> [What you should do] Once the lines below holding the string "girl" are counted, give that number alone.

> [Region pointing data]
◆ ◆ ◆ ◆ ◆

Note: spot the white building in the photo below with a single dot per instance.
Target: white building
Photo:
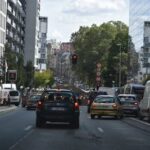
(32, 32)
(144, 54)
(3, 12)
(43, 23)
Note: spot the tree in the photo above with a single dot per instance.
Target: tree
(98, 44)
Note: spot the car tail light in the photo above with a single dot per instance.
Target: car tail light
(114, 106)
(135, 103)
(39, 105)
(76, 105)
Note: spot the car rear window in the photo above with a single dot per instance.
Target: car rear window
(34, 97)
(58, 96)
(13, 93)
(104, 100)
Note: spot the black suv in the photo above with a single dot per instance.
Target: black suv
(57, 106)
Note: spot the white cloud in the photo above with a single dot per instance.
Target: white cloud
(86, 7)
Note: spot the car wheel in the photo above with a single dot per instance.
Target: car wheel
(92, 116)
(39, 122)
(76, 123)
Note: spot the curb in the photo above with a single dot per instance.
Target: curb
(145, 126)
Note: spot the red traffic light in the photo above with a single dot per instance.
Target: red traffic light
(74, 59)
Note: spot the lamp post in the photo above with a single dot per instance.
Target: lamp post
(120, 60)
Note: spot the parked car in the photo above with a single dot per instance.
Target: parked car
(145, 103)
(106, 105)
(92, 96)
(57, 106)
(130, 104)
(32, 101)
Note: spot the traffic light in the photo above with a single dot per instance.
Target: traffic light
(74, 59)
(12, 76)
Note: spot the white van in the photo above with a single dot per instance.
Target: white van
(145, 103)
(14, 97)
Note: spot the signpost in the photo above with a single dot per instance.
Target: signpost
(98, 75)
(12, 75)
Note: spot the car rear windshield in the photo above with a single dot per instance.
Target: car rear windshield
(35, 97)
(58, 96)
(13, 93)
(104, 100)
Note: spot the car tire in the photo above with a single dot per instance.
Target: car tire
(92, 116)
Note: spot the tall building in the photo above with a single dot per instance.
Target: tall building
(32, 32)
(43, 43)
(138, 14)
(139, 30)
(3, 12)
(15, 34)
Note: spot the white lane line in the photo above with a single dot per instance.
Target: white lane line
(100, 130)
(140, 121)
(28, 128)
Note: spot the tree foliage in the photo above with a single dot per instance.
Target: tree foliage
(99, 44)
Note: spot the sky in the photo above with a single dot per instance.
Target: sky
(139, 12)
(66, 16)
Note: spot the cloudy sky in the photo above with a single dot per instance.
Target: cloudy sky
(66, 16)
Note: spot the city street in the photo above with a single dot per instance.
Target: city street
(18, 132)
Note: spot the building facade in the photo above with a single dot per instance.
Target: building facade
(31, 52)
(139, 30)
(15, 33)
(43, 23)
(3, 12)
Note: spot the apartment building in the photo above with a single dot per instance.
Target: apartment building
(3, 12)
(15, 32)
(31, 52)
(43, 23)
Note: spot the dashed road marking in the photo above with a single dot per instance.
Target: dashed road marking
(20, 140)
(100, 130)
(140, 121)
(28, 128)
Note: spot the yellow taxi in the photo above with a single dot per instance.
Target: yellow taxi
(106, 105)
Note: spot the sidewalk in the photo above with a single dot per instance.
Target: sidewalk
(7, 108)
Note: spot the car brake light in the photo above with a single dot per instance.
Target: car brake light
(76, 105)
(135, 103)
(39, 105)
(114, 106)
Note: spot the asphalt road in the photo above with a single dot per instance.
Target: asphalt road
(18, 132)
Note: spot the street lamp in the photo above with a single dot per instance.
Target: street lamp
(120, 60)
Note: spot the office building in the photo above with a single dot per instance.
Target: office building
(31, 52)
(43, 23)
(15, 33)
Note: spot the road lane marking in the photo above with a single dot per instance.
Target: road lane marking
(140, 121)
(100, 130)
(20, 140)
(28, 128)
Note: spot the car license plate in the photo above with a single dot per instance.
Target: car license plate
(58, 108)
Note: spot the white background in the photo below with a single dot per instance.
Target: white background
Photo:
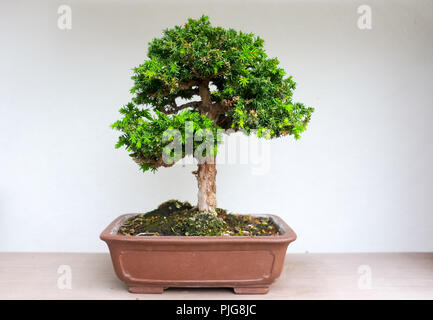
(360, 179)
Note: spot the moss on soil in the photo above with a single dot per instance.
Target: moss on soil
(176, 218)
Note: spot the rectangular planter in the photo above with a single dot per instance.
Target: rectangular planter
(148, 264)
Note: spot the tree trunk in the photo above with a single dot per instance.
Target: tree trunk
(206, 175)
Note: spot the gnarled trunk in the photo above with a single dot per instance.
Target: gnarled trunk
(206, 175)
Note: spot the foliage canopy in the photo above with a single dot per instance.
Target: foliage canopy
(239, 87)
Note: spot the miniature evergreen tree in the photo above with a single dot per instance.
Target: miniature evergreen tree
(225, 80)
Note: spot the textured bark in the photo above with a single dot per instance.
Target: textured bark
(206, 175)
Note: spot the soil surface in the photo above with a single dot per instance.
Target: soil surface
(176, 218)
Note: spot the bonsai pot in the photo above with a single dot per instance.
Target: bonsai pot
(148, 264)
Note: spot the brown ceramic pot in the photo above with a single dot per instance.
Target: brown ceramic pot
(148, 264)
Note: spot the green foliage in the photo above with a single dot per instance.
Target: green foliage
(252, 92)
(145, 136)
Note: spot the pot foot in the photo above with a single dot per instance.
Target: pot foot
(146, 289)
(251, 290)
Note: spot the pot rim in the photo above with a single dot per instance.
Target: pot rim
(110, 234)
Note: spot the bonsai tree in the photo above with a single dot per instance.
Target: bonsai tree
(199, 80)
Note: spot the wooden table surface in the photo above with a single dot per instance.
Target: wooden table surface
(305, 276)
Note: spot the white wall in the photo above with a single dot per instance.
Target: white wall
(360, 179)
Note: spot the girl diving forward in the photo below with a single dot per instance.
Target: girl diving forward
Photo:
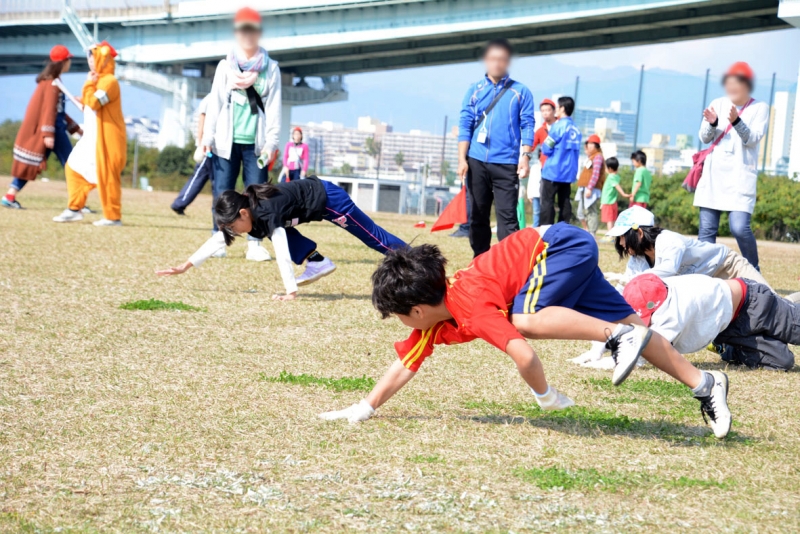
(273, 211)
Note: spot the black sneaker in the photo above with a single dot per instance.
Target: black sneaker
(715, 406)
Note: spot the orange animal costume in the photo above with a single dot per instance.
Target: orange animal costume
(100, 156)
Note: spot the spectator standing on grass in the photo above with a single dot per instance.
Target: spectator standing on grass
(729, 179)
(45, 128)
(496, 119)
(203, 171)
(642, 180)
(548, 110)
(295, 158)
(609, 211)
(562, 149)
(590, 185)
(243, 119)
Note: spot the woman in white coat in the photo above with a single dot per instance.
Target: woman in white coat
(243, 118)
(730, 172)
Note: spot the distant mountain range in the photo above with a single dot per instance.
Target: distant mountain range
(420, 98)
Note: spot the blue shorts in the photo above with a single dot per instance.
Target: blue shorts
(566, 274)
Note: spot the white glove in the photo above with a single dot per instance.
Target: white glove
(553, 400)
(355, 413)
(592, 355)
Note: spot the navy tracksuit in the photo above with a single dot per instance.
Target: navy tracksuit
(203, 172)
(340, 209)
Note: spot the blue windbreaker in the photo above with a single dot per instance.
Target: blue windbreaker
(562, 148)
(509, 125)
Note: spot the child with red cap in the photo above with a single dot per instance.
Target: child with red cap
(747, 322)
(45, 128)
(735, 124)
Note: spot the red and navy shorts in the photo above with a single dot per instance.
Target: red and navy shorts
(566, 274)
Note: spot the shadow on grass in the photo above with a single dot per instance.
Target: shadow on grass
(582, 421)
(333, 296)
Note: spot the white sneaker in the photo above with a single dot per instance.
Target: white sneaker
(68, 216)
(255, 252)
(315, 270)
(626, 347)
(553, 400)
(106, 222)
(715, 406)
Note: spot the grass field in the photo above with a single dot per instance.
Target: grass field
(133, 403)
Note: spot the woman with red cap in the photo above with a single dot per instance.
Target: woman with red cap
(45, 128)
(243, 119)
(735, 123)
(295, 158)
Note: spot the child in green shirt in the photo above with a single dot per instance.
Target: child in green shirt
(642, 179)
(611, 190)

◆ ◆ ◆ ◆ ◆

> [Solution] 2